## HOW TO COMPLETE THIS TASK
Would you return the listing exactly as written, apart from its pictures?

## DATA TO USE
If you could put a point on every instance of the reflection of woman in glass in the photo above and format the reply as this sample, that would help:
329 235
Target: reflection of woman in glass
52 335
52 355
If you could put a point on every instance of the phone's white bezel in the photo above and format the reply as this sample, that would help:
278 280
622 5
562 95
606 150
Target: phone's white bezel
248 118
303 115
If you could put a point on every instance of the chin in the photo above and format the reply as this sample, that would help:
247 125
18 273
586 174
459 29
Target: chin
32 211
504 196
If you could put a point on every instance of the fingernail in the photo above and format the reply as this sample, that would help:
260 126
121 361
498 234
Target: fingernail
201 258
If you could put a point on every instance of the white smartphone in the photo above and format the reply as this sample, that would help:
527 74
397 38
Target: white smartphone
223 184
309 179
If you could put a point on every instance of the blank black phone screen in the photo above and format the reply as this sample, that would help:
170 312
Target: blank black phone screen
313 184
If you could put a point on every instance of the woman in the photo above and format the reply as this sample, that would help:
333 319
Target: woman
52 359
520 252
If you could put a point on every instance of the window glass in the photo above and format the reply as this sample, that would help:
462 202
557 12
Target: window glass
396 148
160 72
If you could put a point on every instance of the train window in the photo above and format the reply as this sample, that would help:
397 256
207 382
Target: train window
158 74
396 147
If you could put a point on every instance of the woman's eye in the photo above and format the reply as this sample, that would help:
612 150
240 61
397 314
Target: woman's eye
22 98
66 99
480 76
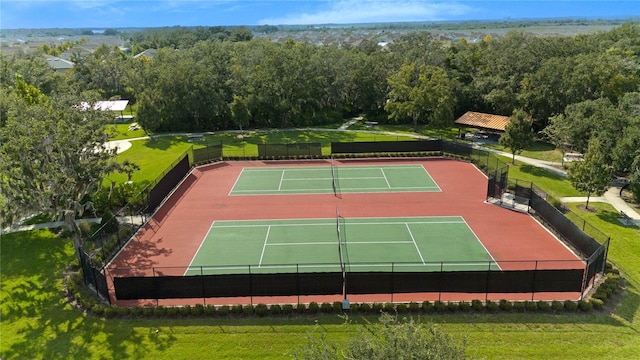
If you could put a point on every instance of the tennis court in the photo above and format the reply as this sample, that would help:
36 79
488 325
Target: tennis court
330 179
323 245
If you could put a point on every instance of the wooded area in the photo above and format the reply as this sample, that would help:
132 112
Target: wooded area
206 79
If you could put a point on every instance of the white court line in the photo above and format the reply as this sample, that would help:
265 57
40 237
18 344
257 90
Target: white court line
236 182
264 246
414 242
385 178
281 178
478 240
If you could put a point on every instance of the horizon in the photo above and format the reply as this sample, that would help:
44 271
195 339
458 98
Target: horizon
101 14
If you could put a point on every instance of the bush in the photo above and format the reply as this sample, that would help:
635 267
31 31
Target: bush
530 305
427 307
389 308
365 308
519 306
570 305
414 307
313 308
492 306
543 306
197 310
247 310
261 310
557 305
287 309
439 306
477 305
464 306
597 304
585 305
275 309
223 310
236 309
505 305
301 308
326 308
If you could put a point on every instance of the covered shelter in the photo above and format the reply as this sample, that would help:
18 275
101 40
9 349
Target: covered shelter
488 125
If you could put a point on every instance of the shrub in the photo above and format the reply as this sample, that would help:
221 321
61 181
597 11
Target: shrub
275 309
477 305
185 310
313 308
210 310
401 308
247 310
543 306
492 306
287 309
530 305
172 311
505 305
597 304
427 307
414 307
326 308
377 307
197 310
365 308
236 309
389 308
464 306
440 306
261 310
557 305
585 305
301 308
519 306
223 310
570 305
98 309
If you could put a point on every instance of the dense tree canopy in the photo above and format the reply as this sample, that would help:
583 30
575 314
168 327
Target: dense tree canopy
214 78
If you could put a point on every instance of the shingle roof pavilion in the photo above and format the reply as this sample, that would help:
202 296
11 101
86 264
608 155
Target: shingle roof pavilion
483 121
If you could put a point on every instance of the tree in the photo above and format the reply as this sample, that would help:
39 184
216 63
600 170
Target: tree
53 156
517 134
593 174
420 92
391 338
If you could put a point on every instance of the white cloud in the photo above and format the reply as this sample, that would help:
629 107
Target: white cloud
363 11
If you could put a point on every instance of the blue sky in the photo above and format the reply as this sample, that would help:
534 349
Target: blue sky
100 14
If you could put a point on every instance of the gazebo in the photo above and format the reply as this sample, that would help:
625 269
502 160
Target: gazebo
488 124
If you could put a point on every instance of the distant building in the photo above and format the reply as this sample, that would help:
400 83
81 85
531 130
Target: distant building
59 64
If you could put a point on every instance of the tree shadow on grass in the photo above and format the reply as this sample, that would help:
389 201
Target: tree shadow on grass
540 172
37 320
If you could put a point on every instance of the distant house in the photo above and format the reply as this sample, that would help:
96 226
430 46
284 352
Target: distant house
59 64
487 124
149 53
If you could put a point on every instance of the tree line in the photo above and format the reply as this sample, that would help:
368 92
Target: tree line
571 89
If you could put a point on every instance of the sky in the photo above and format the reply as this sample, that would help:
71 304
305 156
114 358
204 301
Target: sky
101 14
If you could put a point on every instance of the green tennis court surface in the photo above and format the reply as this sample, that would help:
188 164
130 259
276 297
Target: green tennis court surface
368 244
327 179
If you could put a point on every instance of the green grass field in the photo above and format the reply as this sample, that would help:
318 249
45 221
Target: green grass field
380 244
329 179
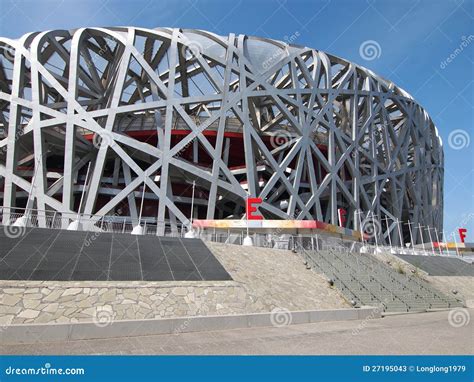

## OUTPUT
If you could put a point on every instance of the reflection of woman in glass in the photo above and format the reply as this sample, that would help:
329 235
Target: reflection of woman in glass
52 335
52 355
If you could put a point on every instance of the phone's white bezel in the photo above and format the reply as this sample, that would help:
278 280
622 5
562 95
606 150
Target: phone's white bezel
248 118
303 115
If you could put a point on every instance of the chin in the photo above and format the reply as this sample, that would help:
247 125
18 273
586 174
459 29
Target: chin
32 211
504 196
If you could put a point on every instance of the fingernail in the photo above and format the reply as this sample, that would help:
260 126
121 361
498 234
Target: fingernail
201 258
If you could put a point on every instance of the white smartphone in the photo above and format the reply as this sample, that would help:
527 74
397 38
Target: white smartphone
223 184
309 179
If you could put a point on every instance of the blank black phone screen in the photo above and format the reply as this sample, that would help:
170 312
Target: blank black phone screen
313 184
If you could put a point on every instance of the woman in the photo above and format the reply as this sample, that would help:
333 319
Target: woman
52 359
520 252
If you could put a point on every instance of the window glass in the photo above and format the reply as this sample, that would help:
462 202
557 12
Target: window glass
396 148
160 72
If you could put a point on every instance of the train window in the photo above and format the reply as this sample, that would help:
397 256
207 382
Target: train window
158 74
396 147
If you could put a point on every instance of the woman's eye in the photo above and format the reply as this sample, that would help:
612 150
240 61
397 314
Target: woman's eye
22 98
66 99
480 76
If you could put a point on every instance of the tennis court in the photo above and format the reply as this sample, that would help:
36 79
488 325
Target: tennis court
330 179
323 245
If you could put a point on every instance of the wooded area in the photo above and format the reply as this sample, that would help:
132 112
Target: wooded area
206 79
If you could put a point on every instance of the white court line in the photo above and format the reply as this sample, that would help:
265 57
40 237
18 344
257 90
Target: white court line
236 182
264 246
414 242
385 178
281 178
478 240
If you could put a point on every instance of the horizon in the photo above and format the reply as this sample, that would help:
44 271
195 339
458 98
Target: horizon
101 14
If you could put a point on every instance of the bush in the photo above and format the reply as this sample, that would help:
635 267
31 31
Target: bush
530 305
427 307
389 308
365 308
519 306
570 305
414 307
313 308
492 306
543 306
197 310
247 310
261 310
557 305
287 309
439 306
477 305
464 306
597 304
585 305
275 309
223 310
236 309
505 305
301 308
326 308
If you could put a point on every instance of the covered shelter in the photo above and format the reply as this sample, that would help:
18 275
101 40
9 349
Target: covered shelter
488 125
If you could put a point on every instance of the shrub in the photo above and format the reply as this sample, that would help:
221 321
61 181
597 11
Target: shrub
275 309
477 305
185 310
313 308
210 310
401 308
247 310
543 306
492 306
287 309
530 305
172 311
505 305
597 304
427 307
414 307
326 308
377 307
197 310
365 308
236 309
389 308
464 306
440 306
261 310
557 305
585 305
301 308
519 306
223 310
570 305
98 309
If you could put a point on every instance of the dense tree canopy in the photo above and format the reply as this sample, that would help:
583 30
575 314
168 327
Target: dense tree canopy
214 78
If you could put a point on every instance of the shingle roof pavilion in the photo above and format the reply as this sample, that would help:
202 296
11 101
86 264
608 155
Target: shingle roof pavilion
483 121
If you could put a point on every instance of the tree in the photo above and format the reply as this sample, that would help:
39 184
216 63
600 170
Target: tree
53 156
517 134
593 174
420 92
391 338
If you could put a point on every instance of the white cloud in the photo above and format the reply as this sample, that would help:
629 107
Target: white cloud
363 11
If you could put a point on every instance of the blue sky in the photo above and format the reply as this sample, that would help:
534 349
Target: blue sky
100 14
If you could put a point on every instance of the gazebo in the photo above and format the reply as this sample, that would help:
625 269
502 160
Target: gazebo
488 124
If you could put a point on every instance of the distant building in the photo above and format the reply as this sample, that would help:
400 83
81 85
531 130
Target: distant building
59 64
If you could put a point on every instance of the tree shadow on grass in the photo above and format the reply as this sample, that would help:
389 201
Target: tree shadow on grass
540 172
37 320
If you could put a point on every instance of the distant house in the photo above and format the reply as this sample, that would help:
96 226
430 46
284 352
Target: distant house
59 64
487 124
149 53
If you could put a point on every instance of the tree line in the photo above and format the reply as this sample, that would help:
368 92
Target: tree line
571 89
If you could put a point on every instance of the sky in the photo above and format the reply as this sample, that would help:
71 304
305 156
114 358
204 301
Target: sky
101 14
If you could put a point on every instance of the green tennis court surface in the photo above and format the reply as this sample, that would help:
188 164
130 259
276 297
Target: green tennis court surface
368 244
327 179
If you could put a point on every instance of the green grass field in the photo above and format the reply as this sample, that would help:
318 249
45 221
Target: green grass field
380 244
329 179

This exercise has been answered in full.